Based on the foregoing, Trustee's motion to expunge Erie's claim on the basis of untimely filing under Fed.R.Bankr.P. 3002(c) is granted.
IT IS SO ORDERED.
NOTES
[1]  Two other recent decisions cite Hausladen approvingly for this proposition. These are: In re Rago, 149 B.R. 882 (Bankr.N.D.Ill.1992) and In re Corporacion De Servicios Medico-Hospitalarios De Fajardo, Inc., 149 B.R. 746 (Bankr.D.Puerto Rico 1993). Both of these decisions, however, deal with cases under Chapter 7, which as discussed infra, involve different concerns than those addressed in Chapter 13. In dictum, the Rago court implies that this reasoning might also be applicable to cases under Chapter 13. See In re Rago, supra, 149 B.R. at 884.
[2]  The Bankruptcy Court for the District of Minnesota observes that "[r]ead together, Rules 3002(a) and 3002(c) do not explicitly say but imply that filing with in [sic] the prescribed period is a prerequisite to allowance." In re Hausladen, supra, 146 B.R. at 559. With all due respect to that observation the plain reading of Fed.R.Bankr.P. 3002(a) requires this Court to reach the conclusion that that Rule emphatically requires the filing of a proof of claim within the period prescribed under Fed.R.Bankr.P. 3002(c) as a condition precedent to allowance.
[3]  In In re Nohle, supra, 93 B.R. 13, this Court explained that since untimeliness is not one of the categories by which a claim can be disallowed under § 502(b), the act of excluding such a claim is more appropriately referred to as expungement. See Id. at 16 n. 3 (citations omitted).
[4]  Even the Hausladen court acknowledges that a Chapter 13 plan could adversely affect a tardily filed claim to the extent of providing for a 0% distribution. See In re Hausladen, supra, 146 B.R. at 560. As a practical matter, however, requiring that tardy claims be allowed for purposes of such 0% treatment seems superfluous.

PROVIDED MATERIAL.
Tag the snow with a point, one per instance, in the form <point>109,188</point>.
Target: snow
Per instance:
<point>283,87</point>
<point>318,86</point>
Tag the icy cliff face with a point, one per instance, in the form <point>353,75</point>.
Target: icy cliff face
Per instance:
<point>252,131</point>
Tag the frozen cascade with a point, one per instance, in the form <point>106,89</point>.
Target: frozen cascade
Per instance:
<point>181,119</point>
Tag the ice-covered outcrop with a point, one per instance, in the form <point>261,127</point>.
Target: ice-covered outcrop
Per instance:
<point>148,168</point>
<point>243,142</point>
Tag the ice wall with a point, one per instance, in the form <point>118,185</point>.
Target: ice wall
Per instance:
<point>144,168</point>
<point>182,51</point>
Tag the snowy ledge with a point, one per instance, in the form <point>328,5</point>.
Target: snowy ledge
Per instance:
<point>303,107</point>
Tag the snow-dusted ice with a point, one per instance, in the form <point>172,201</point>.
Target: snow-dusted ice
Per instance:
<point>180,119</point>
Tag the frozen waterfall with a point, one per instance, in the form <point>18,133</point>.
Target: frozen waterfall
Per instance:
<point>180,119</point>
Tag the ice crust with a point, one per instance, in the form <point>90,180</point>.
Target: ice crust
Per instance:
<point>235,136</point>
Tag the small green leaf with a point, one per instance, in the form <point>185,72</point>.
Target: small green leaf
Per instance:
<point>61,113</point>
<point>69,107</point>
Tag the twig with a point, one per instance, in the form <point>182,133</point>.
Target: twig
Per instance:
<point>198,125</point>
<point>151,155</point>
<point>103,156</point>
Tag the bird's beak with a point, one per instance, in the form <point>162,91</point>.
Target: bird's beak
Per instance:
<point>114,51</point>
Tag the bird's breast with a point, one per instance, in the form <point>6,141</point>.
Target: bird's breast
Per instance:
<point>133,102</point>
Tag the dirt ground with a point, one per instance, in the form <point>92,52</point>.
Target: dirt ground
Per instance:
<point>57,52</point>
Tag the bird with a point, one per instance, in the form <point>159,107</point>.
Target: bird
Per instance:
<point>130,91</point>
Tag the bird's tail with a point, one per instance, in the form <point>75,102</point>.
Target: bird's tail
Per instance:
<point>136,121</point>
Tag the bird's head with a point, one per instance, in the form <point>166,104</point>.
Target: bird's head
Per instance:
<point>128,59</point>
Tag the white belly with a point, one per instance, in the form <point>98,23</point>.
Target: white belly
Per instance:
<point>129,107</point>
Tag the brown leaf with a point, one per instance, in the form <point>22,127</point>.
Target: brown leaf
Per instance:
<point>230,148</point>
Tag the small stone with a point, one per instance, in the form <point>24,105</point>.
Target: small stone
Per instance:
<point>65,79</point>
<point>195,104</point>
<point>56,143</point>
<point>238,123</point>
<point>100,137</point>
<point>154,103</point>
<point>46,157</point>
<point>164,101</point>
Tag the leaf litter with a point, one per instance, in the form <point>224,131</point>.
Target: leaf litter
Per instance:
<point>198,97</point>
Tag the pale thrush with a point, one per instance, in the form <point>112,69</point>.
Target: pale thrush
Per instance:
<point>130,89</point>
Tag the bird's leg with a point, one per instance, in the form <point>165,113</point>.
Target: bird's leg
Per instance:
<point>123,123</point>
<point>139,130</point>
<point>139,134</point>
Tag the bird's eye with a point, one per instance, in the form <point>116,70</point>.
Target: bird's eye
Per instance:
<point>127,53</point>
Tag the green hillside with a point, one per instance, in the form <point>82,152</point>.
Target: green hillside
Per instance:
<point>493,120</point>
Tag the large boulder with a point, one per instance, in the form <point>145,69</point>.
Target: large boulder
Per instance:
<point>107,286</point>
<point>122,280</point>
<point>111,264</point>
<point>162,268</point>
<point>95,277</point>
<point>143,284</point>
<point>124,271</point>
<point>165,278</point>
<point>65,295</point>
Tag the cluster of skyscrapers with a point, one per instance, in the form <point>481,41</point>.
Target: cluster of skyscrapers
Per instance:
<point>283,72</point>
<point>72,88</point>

---

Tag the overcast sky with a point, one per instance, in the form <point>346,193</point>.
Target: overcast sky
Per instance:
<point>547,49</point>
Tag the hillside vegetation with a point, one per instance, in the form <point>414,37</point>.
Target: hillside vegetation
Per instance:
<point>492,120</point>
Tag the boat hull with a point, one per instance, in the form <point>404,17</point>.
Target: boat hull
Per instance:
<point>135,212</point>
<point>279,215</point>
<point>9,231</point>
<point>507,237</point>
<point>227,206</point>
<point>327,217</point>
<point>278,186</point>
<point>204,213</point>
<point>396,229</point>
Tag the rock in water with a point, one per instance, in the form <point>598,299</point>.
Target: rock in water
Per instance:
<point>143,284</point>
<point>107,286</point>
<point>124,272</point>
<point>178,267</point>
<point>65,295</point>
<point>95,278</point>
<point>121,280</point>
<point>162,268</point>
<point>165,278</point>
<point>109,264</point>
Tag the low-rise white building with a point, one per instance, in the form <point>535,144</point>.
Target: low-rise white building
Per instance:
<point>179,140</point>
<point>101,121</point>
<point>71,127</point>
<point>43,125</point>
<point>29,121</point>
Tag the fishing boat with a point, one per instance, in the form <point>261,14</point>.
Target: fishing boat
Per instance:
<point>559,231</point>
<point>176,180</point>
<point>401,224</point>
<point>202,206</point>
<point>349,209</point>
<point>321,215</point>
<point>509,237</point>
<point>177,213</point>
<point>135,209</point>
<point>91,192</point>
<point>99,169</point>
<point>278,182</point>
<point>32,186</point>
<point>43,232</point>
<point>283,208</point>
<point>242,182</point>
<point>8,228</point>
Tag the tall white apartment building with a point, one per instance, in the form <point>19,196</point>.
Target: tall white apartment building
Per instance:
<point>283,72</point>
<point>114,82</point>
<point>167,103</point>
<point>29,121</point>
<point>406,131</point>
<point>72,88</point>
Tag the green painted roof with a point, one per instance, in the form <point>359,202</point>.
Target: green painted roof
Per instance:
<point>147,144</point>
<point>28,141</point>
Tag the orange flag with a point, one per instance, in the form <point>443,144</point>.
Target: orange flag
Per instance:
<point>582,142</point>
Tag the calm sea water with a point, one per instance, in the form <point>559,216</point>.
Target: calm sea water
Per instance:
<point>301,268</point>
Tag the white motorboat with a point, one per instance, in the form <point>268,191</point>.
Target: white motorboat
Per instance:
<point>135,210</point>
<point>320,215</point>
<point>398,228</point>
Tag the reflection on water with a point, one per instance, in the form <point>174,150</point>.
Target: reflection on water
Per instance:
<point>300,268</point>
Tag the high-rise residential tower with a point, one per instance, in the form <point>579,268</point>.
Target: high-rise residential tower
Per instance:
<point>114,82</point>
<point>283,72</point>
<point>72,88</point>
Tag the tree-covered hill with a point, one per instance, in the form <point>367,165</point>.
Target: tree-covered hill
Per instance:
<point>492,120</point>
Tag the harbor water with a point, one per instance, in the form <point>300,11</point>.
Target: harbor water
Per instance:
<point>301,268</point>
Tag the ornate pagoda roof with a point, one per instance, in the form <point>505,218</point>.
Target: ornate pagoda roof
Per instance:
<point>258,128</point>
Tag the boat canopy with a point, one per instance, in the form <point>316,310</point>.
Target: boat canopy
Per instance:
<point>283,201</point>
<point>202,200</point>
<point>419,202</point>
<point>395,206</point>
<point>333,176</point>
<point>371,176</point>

--

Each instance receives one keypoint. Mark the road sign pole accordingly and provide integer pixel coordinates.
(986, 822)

TASK.
In the opinion, why does the court call the exclusion of an untimely claim "expungement"? Answer in one to three sentences.

ANSWER BELOW.
Untimeliness is not one of the categories under § 502(b) by which a claim can be disallowed. Therefore the court considers "expungement" the more appropriate term for excluding such a claim.